* EXERCISE BRIEF
Look through the records and report how many lines include the word "water", with no other words.

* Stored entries
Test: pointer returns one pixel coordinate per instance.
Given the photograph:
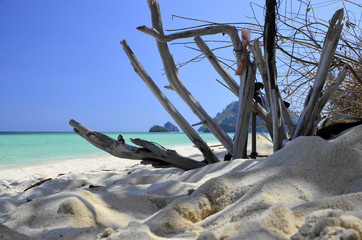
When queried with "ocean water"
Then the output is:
(18, 149)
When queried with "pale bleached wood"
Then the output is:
(264, 116)
(245, 107)
(260, 63)
(210, 30)
(148, 152)
(177, 85)
(229, 80)
(176, 115)
(269, 51)
(309, 115)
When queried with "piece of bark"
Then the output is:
(244, 113)
(37, 184)
(269, 50)
(177, 85)
(119, 148)
(310, 115)
(176, 115)
(229, 80)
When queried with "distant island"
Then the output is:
(167, 127)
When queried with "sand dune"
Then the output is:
(311, 189)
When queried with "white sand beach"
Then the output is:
(311, 189)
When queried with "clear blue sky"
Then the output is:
(61, 60)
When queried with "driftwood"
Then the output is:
(249, 101)
(309, 118)
(229, 80)
(177, 85)
(149, 152)
(270, 66)
(245, 107)
(37, 184)
(176, 115)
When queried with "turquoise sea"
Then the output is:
(18, 149)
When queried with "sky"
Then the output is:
(61, 60)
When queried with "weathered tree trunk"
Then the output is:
(179, 119)
(149, 152)
(176, 84)
(246, 96)
(309, 117)
(270, 64)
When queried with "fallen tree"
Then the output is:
(274, 119)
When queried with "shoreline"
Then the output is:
(188, 150)
(309, 189)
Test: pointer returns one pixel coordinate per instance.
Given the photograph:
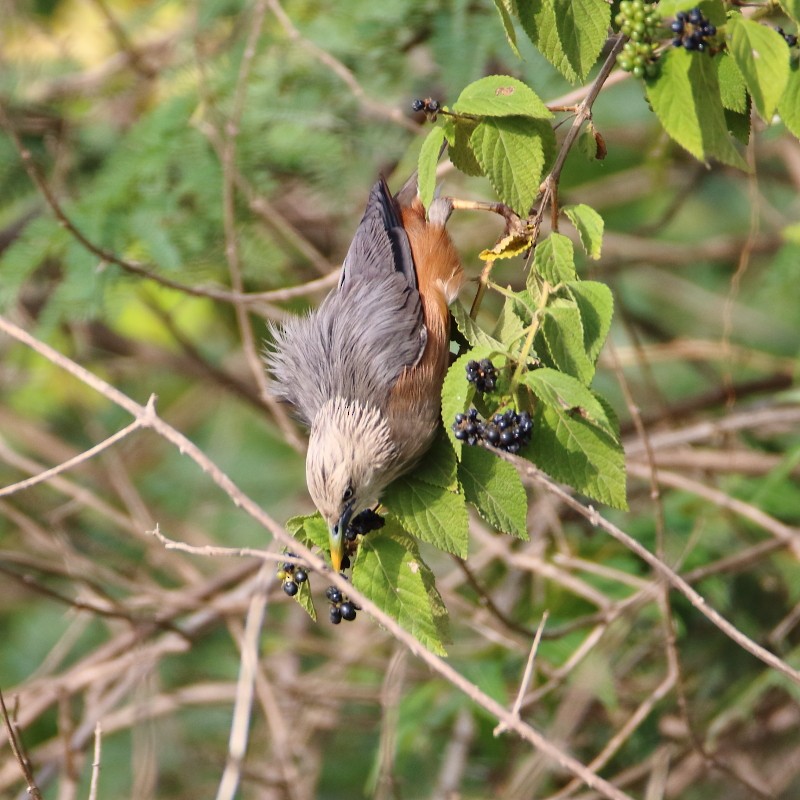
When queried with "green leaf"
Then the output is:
(686, 98)
(513, 153)
(494, 487)
(508, 25)
(739, 124)
(571, 449)
(792, 9)
(460, 150)
(762, 55)
(509, 328)
(431, 513)
(567, 395)
(554, 259)
(563, 332)
(390, 571)
(501, 96)
(305, 600)
(596, 306)
(538, 20)
(732, 88)
(310, 529)
(438, 467)
(473, 333)
(789, 106)
(426, 167)
(582, 27)
(589, 225)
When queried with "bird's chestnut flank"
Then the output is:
(364, 370)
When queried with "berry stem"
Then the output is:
(534, 327)
(482, 283)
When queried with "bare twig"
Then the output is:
(527, 675)
(367, 104)
(5, 491)
(150, 419)
(248, 666)
(675, 580)
(95, 783)
(19, 753)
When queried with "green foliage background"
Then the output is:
(123, 106)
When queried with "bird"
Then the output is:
(364, 370)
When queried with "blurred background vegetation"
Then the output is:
(148, 131)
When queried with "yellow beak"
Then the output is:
(336, 537)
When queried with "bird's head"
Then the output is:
(349, 463)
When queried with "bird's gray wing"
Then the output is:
(355, 346)
(366, 332)
(380, 243)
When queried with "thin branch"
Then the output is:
(242, 708)
(5, 491)
(98, 731)
(19, 753)
(675, 580)
(527, 675)
(786, 534)
(366, 103)
(148, 416)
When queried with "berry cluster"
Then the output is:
(292, 576)
(483, 374)
(692, 30)
(430, 106)
(509, 431)
(361, 524)
(789, 38)
(639, 22)
(341, 607)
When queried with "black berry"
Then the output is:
(789, 38)
(363, 523)
(483, 374)
(692, 31)
(333, 594)
(509, 431)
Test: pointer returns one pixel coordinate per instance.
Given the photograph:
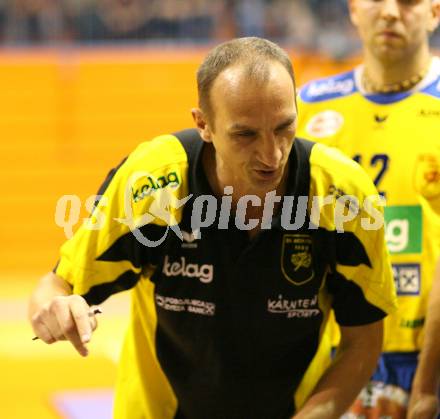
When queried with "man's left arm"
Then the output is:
(424, 403)
(350, 370)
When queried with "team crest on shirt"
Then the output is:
(296, 258)
(325, 124)
(427, 176)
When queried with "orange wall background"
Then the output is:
(68, 116)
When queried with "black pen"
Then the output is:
(91, 313)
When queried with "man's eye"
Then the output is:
(245, 134)
(284, 128)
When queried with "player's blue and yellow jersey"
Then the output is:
(396, 139)
(223, 326)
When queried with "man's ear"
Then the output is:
(435, 18)
(353, 12)
(202, 124)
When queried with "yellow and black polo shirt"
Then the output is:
(223, 326)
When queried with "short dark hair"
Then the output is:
(254, 53)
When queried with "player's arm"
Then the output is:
(351, 368)
(56, 314)
(424, 402)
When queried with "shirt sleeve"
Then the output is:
(116, 246)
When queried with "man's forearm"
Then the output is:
(50, 286)
(352, 367)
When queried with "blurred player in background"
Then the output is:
(226, 319)
(385, 114)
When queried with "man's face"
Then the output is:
(255, 124)
(393, 29)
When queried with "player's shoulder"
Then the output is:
(329, 88)
(162, 151)
(332, 169)
(433, 86)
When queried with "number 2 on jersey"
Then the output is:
(381, 161)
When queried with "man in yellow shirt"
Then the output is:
(229, 297)
(385, 114)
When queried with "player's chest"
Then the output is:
(399, 147)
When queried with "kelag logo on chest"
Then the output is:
(297, 259)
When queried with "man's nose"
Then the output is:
(390, 10)
(269, 151)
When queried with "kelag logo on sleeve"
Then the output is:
(403, 229)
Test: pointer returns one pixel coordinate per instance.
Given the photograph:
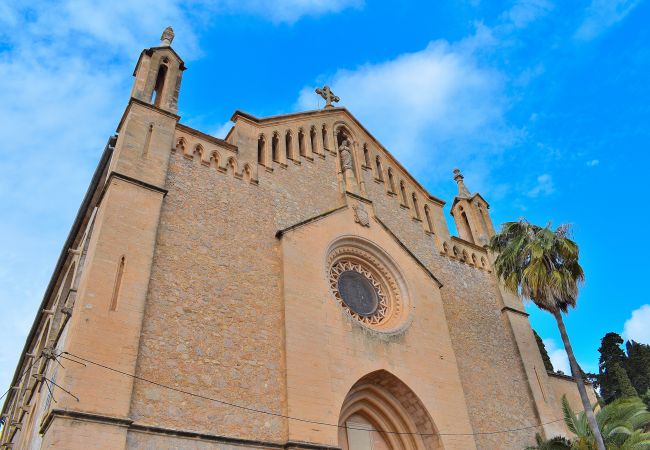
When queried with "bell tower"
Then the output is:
(113, 284)
(158, 75)
(470, 212)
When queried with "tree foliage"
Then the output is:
(620, 374)
(621, 423)
(542, 265)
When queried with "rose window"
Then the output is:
(367, 286)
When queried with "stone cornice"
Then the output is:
(469, 244)
(207, 137)
(136, 427)
(328, 112)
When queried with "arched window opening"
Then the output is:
(391, 181)
(248, 173)
(215, 159)
(427, 214)
(118, 283)
(470, 238)
(366, 156)
(160, 84)
(416, 209)
(482, 215)
(288, 140)
(301, 143)
(261, 150)
(232, 165)
(198, 151)
(274, 147)
(380, 171)
(403, 192)
(180, 146)
(324, 133)
(342, 135)
(312, 139)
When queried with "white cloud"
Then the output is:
(637, 327)
(439, 104)
(558, 356)
(290, 11)
(544, 186)
(602, 14)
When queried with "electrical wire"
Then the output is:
(298, 419)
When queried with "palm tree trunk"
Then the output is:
(577, 374)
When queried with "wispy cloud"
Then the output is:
(603, 14)
(438, 104)
(637, 327)
(290, 11)
(524, 12)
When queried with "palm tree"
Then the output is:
(542, 265)
(621, 423)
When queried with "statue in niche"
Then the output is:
(346, 155)
(361, 215)
(346, 166)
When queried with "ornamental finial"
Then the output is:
(167, 37)
(462, 189)
(328, 95)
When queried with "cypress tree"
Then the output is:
(638, 365)
(612, 377)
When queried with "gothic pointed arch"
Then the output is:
(381, 411)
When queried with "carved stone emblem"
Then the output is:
(361, 215)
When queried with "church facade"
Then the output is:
(289, 286)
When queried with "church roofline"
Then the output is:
(82, 217)
(476, 194)
(329, 111)
(208, 137)
(149, 51)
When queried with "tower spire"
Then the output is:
(167, 37)
(462, 189)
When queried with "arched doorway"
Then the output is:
(382, 413)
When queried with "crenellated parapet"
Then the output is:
(466, 252)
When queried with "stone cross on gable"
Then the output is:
(328, 95)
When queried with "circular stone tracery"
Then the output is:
(366, 289)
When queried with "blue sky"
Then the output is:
(543, 104)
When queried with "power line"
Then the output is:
(298, 419)
(21, 376)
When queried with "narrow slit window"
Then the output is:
(159, 86)
(380, 175)
(288, 143)
(427, 213)
(312, 138)
(274, 148)
(118, 283)
(261, 150)
(416, 208)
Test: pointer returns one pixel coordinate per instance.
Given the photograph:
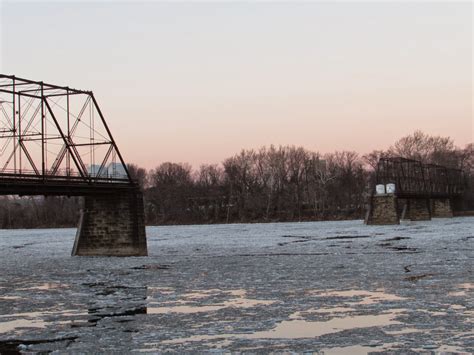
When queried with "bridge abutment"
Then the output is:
(441, 208)
(112, 225)
(383, 210)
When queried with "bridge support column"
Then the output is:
(417, 209)
(112, 225)
(441, 208)
(383, 209)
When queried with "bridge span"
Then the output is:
(54, 140)
(409, 189)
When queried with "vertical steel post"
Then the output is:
(42, 133)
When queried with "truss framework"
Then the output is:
(415, 179)
(55, 133)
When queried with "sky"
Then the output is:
(197, 82)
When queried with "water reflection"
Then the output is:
(186, 305)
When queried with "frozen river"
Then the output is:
(332, 287)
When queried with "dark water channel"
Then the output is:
(326, 287)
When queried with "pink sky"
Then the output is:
(197, 82)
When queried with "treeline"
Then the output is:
(284, 183)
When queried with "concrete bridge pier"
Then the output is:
(441, 208)
(112, 225)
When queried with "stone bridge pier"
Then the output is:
(441, 208)
(112, 225)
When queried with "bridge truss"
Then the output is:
(415, 179)
(55, 136)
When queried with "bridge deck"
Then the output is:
(20, 184)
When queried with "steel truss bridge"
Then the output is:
(54, 140)
(413, 179)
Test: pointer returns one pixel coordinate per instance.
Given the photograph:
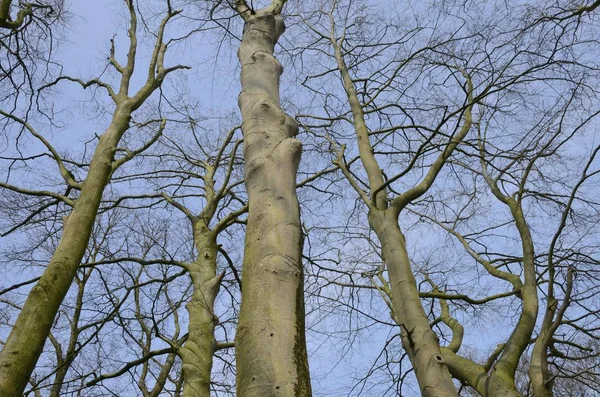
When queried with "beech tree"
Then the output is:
(28, 335)
(444, 159)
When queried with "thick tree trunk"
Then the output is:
(197, 353)
(270, 341)
(27, 337)
(418, 339)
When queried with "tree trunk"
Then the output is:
(27, 337)
(418, 339)
(197, 353)
(270, 341)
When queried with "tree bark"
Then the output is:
(418, 339)
(270, 342)
(28, 336)
(197, 353)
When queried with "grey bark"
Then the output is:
(270, 342)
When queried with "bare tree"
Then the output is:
(28, 335)
(272, 311)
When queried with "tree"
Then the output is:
(26, 340)
(448, 241)
(272, 311)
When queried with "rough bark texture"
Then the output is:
(28, 336)
(197, 353)
(270, 342)
(418, 339)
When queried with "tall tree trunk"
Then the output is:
(197, 353)
(418, 339)
(270, 341)
(27, 337)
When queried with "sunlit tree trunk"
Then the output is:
(28, 336)
(197, 353)
(270, 341)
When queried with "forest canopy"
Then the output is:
(297, 198)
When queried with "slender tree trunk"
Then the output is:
(27, 337)
(270, 341)
(418, 339)
(197, 353)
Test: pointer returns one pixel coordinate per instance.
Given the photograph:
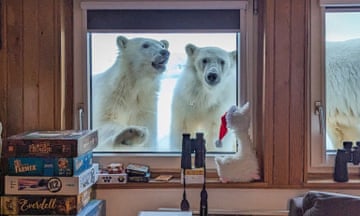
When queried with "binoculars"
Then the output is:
(349, 154)
(191, 145)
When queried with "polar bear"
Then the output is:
(124, 102)
(205, 89)
(343, 91)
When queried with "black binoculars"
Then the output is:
(190, 146)
(349, 154)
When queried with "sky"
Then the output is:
(342, 26)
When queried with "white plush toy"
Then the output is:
(243, 166)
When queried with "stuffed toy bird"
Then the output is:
(243, 165)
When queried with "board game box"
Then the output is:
(44, 204)
(94, 208)
(64, 143)
(31, 166)
(43, 185)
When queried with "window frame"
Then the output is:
(81, 100)
(318, 160)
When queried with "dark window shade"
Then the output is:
(228, 19)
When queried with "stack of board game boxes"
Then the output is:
(50, 173)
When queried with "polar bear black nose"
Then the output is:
(165, 53)
(212, 77)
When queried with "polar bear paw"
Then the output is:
(132, 136)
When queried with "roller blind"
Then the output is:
(169, 19)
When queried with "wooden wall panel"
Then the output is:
(297, 92)
(3, 65)
(33, 65)
(47, 66)
(284, 90)
(281, 91)
(268, 74)
(14, 68)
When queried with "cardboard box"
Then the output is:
(66, 143)
(44, 204)
(42, 185)
(94, 208)
(30, 166)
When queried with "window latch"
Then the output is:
(319, 110)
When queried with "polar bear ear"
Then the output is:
(166, 43)
(233, 55)
(121, 42)
(190, 49)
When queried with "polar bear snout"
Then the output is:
(212, 76)
(161, 60)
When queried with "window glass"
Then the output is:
(342, 76)
(103, 57)
(334, 73)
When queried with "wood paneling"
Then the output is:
(35, 65)
(284, 89)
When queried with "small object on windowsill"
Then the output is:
(163, 178)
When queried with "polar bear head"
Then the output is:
(144, 54)
(211, 64)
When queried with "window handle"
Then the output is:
(319, 110)
(81, 116)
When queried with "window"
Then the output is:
(334, 65)
(98, 24)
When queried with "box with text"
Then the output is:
(44, 204)
(42, 185)
(30, 166)
(65, 143)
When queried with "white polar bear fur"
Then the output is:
(242, 166)
(198, 106)
(125, 96)
(343, 91)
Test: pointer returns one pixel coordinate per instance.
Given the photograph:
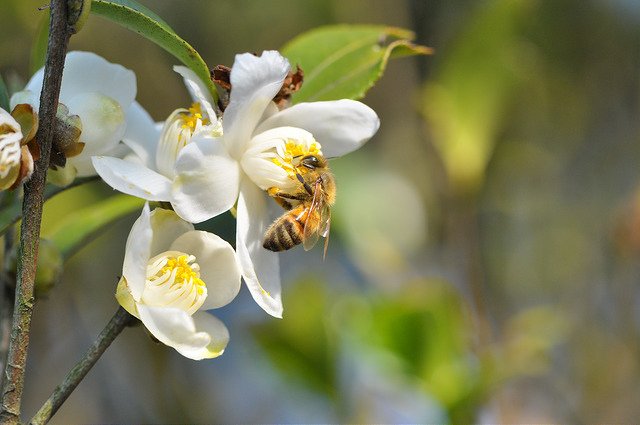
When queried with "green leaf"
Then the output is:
(11, 213)
(4, 95)
(75, 229)
(39, 47)
(141, 20)
(345, 61)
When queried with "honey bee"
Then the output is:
(308, 213)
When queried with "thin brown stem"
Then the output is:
(59, 33)
(117, 323)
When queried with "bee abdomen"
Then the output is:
(283, 234)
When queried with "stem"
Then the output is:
(117, 323)
(59, 33)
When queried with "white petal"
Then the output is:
(199, 92)
(141, 134)
(84, 165)
(199, 337)
(167, 227)
(137, 253)
(255, 80)
(260, 267)
(218, 266)
(206, 182)
(103, 121)
(340, 126)
(88, 72)
(133, 179)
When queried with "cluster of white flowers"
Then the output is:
(203, 165)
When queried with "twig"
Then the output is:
(59, 34)
(117, 323)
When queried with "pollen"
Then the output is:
(294, 150)
(173, 280)
(191, 117)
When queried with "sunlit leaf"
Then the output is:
(39, 46)
(141, 20)
(71, 233)
(345, 61)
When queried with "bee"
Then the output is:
(308, 214)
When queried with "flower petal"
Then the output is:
(133, 179)
(340, 126)
(137, 253)
(141, 134)
(255, 80)
(199, 92)
(219, 268)
(197, 337)
(109, 79)
(260, 267)
(167, 227)
(207, 180)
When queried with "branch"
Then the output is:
(117, 323)
(59, 34)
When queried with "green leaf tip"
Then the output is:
(345, 61)
(143, 21)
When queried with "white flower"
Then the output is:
(254, 154)
(10, 149)
(101, 93)
(171, 275)
(150, 172)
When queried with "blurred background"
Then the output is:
(484, 256)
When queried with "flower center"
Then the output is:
(173, 280)
(291, 153)
(176, 134)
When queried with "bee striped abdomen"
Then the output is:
(284, 234)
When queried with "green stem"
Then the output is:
(117, 323)
(59, 34)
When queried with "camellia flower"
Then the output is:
(151, 173)
(255, 154)
(102, 95)
(171, 275)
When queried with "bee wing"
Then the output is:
(314, 222)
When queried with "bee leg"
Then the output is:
(305, 184)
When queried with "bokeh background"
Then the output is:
(484, 257)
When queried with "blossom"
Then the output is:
(17, 140)
(171, 275)
(149, 173)
(10, 149)
(99, 92)
(254, 153)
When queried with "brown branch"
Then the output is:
(117, 323)
(59, 34)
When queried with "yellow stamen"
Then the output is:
(191, 117)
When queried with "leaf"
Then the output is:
(75, 229)
(39, 47)
(4, 95)
(141, 20)
(10, 214)
(345, 61)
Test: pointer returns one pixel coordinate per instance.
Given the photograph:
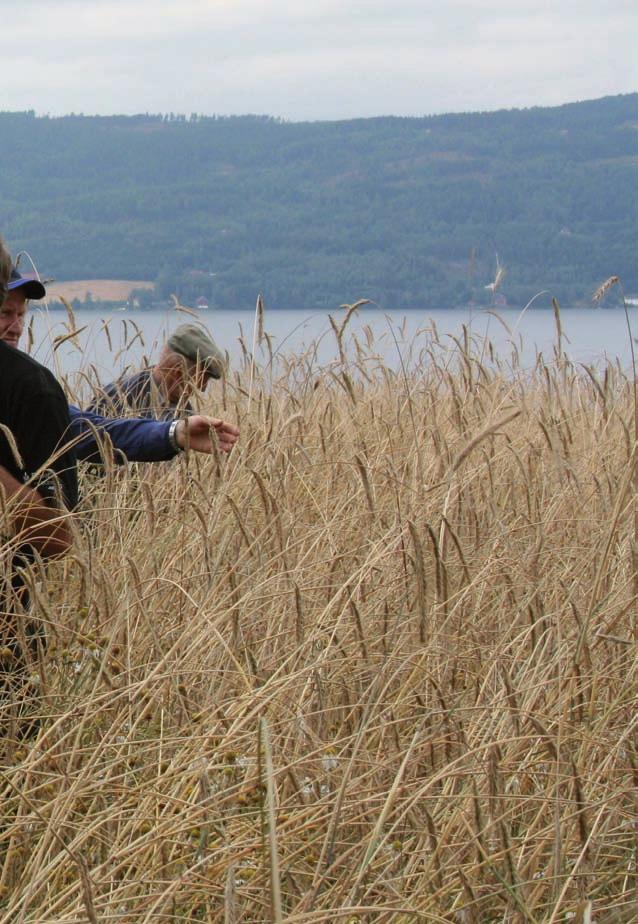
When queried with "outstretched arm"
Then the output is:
(140, 439)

* EXERCISE ANSWER
3